## SUPPLIED PASSAGE
*-*-*

While Star Wars continued beyond them, Return of the Jedi and Revenge of the Sith both released as the "last Star Wars movie". Lucas seemed done with the whole endeavor in 1983, and, in 2005, there was nowhere else to go: Star Wars had become "The Tragedy of Darth Vader", and his story was told. In both cases there was the lingering sense there could be more - Lucas' PR savvy meant the media were aware of grander plans in the 1980s (a six, nine or twelve saga, depending on when you asked him), and a prospective Episode VII captured fan imaginations for decades - but it was only abstract. Going into Episodes VI and III, fans expected this to be their last new Star Wars.
Fool me once, shame on you. Fool me twice, shame on me. Fool me thrice, shame on Disney. Star Wars 9 can not possibly conjure up a similar feeling because everybody knows that Star Wars will soldier on, but that can be helped along by it actually rounding off the current set of movies. The end of an era is still an end of sorts. If there's another Star Wars Story in 2020, or a whole new franchise kicking off in 2021, then it cheapens everything. Star Wars: The Last Jedi succinctly established that the series is more than the Skywalker Saga, but as the originator, it deserves a proper sense of finality.

*-*-*

## RECORD EXTRACTS
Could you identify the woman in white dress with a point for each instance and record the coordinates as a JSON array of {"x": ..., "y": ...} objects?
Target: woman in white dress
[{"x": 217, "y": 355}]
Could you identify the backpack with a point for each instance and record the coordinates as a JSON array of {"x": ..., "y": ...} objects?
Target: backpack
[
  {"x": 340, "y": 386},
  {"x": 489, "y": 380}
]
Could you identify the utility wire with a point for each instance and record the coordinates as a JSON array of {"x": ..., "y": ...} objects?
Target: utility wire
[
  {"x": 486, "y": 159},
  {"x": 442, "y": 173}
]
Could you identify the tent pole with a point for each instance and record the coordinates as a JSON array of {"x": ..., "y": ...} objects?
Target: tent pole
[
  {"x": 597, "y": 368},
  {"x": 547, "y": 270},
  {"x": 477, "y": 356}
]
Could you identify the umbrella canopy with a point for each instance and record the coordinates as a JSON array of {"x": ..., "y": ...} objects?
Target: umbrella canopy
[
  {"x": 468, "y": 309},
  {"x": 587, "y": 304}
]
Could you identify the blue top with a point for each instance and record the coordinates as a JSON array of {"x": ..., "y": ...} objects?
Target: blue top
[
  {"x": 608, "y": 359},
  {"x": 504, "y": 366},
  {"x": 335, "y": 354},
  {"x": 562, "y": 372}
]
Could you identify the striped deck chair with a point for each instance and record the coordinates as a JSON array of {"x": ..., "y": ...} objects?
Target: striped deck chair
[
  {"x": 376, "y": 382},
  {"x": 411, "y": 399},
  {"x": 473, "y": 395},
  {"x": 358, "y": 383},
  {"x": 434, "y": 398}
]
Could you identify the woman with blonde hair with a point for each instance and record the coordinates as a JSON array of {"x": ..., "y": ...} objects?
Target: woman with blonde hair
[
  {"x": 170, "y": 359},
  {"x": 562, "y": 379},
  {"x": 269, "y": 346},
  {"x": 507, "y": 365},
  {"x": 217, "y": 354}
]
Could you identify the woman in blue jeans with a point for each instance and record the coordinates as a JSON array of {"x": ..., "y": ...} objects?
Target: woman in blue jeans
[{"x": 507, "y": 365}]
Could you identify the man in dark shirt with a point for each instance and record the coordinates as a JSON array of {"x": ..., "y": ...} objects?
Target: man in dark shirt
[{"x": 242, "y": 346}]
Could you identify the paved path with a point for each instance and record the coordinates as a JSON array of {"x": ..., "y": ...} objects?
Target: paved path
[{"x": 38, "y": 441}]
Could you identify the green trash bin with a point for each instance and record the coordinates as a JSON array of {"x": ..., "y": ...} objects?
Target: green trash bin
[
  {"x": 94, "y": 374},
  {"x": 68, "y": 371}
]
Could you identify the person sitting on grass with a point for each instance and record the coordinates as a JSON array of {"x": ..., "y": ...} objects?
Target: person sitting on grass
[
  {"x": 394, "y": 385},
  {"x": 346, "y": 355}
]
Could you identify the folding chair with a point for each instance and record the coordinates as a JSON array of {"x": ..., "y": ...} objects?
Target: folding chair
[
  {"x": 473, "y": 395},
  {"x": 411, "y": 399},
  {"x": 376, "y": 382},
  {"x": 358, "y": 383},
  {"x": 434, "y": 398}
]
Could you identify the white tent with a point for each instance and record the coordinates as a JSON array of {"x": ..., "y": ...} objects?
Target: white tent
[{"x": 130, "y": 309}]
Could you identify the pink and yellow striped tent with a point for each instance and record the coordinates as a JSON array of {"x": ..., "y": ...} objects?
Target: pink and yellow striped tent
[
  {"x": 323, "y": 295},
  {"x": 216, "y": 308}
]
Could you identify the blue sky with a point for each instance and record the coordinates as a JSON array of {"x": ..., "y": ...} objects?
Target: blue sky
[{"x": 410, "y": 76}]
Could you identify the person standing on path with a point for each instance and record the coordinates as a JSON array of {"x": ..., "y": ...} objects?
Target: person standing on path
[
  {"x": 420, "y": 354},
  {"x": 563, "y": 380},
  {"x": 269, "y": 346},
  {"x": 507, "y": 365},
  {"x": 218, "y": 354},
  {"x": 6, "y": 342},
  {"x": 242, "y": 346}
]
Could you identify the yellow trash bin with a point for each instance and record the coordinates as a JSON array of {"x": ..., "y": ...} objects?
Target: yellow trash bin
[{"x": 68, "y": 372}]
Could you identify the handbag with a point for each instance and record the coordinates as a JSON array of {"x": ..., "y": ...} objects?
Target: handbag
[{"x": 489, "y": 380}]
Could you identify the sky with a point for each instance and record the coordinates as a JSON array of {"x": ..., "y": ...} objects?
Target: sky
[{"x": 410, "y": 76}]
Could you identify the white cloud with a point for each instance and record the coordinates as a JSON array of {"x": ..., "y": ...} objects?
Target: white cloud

*-*-*

Extend the piece above about Star Wars endings, picking up right after its last sentence.

## TASK RESPONSE
Now, this needn't mean that the many in-development movies should be just canceled. Rian Johnson's trilogy, David Benioff and D.B. Weiss' series, the various Star Wars Stories (Obi-Wan Kenobi hype will not go away) can all come... just later. There's no need to rush any of these movies (especially after both Rogue One and Solo were subjected to highly-publicized reshoots), and giving them breathing room from Episode IX actually benefits, reducing comparisons and making them anticipated on their own terms.
Disney Can Evolve Star Wars During The Gap
When we say Star Wars movies should end, though, that needn't mean the franchise goes away entirely. Disney will want to keep the cash nerf going, so that's an unfeasible suggestion anyway, but the post-Sith development shows that it's not going to work against what Star Wars 9 being an end means.
Right now, the future of Star Wars is multimedia. Disney's streaming platform will have both The Clone Wars season 7 and Jon Favreau's live-action TV series, Marvel comic and Del Rey books are connecting up and expanding eras, and while EA has bungled things with Star Wars: Battlefront and its sequel, decades of great games show interactive Star Wars can work. There are many avenues that can play to a variety of different audiences - Star Wars: Resistance will likely have little overlap with Favreau's show - but they all connect in a fabric that's as intricate as the beholder wants.
As the post-prequel "dark ages" show, non-movie Star Wars plays to a smaller section of fans than the blockbuster movies, so there's definitely a temptation to go big, but that way of thinking ignores the new media age we're moving into. Our pop culture is increasingly fragmented, with only certain monoliths (Star Wars, Marvel and a few others) breaking through. It may seem like they're somehow better, but there's worth in being able to disperse and navigate the new era, and removing focus on the movies will allow Lucasfilm to do that.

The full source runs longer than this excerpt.